• [Given exercise]:
Tally the lines in the data below that contain the string "weave". Report only the resulting number.

====== Supplied records

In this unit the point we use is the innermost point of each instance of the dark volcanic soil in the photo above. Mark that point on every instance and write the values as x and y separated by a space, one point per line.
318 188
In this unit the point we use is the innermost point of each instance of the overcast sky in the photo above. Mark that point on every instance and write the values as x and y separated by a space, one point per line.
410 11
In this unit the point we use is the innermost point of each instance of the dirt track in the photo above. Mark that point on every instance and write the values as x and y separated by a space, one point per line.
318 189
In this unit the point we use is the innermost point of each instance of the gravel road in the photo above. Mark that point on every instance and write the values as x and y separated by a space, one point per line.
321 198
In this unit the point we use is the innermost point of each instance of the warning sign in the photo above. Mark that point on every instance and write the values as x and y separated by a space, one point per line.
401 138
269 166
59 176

============
====== Supplied records

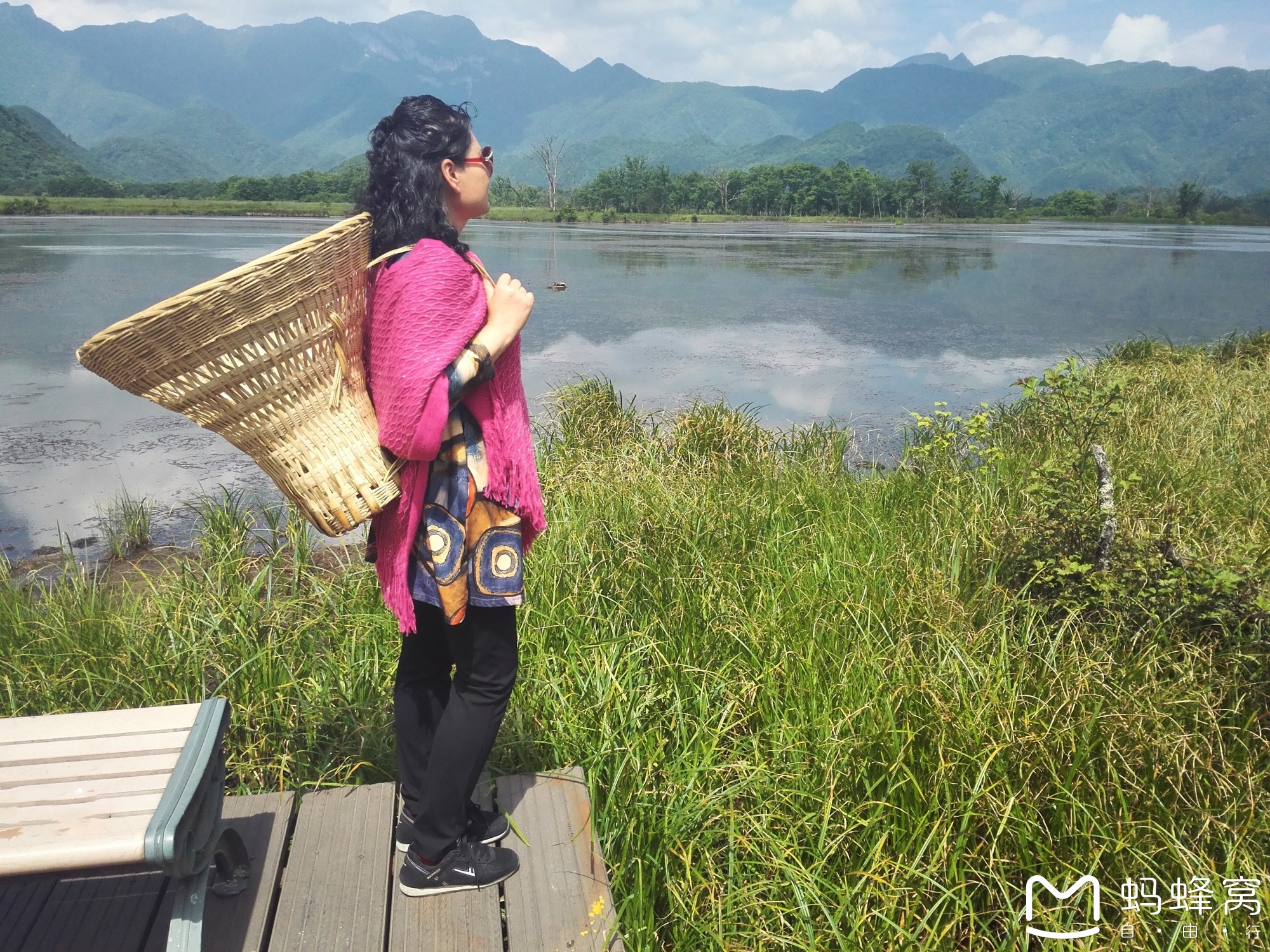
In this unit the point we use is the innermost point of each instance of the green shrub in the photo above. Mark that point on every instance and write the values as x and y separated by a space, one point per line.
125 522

============
====== Supplied records

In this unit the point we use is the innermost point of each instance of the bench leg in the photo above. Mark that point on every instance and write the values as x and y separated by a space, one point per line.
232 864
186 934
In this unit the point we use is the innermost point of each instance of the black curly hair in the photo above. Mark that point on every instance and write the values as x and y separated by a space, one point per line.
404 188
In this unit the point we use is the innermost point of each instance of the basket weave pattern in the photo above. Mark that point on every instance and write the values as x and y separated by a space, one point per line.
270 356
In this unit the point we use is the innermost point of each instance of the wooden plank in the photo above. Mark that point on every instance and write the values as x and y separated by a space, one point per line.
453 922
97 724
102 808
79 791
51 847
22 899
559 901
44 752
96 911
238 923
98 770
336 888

============

• [Complete response]:
1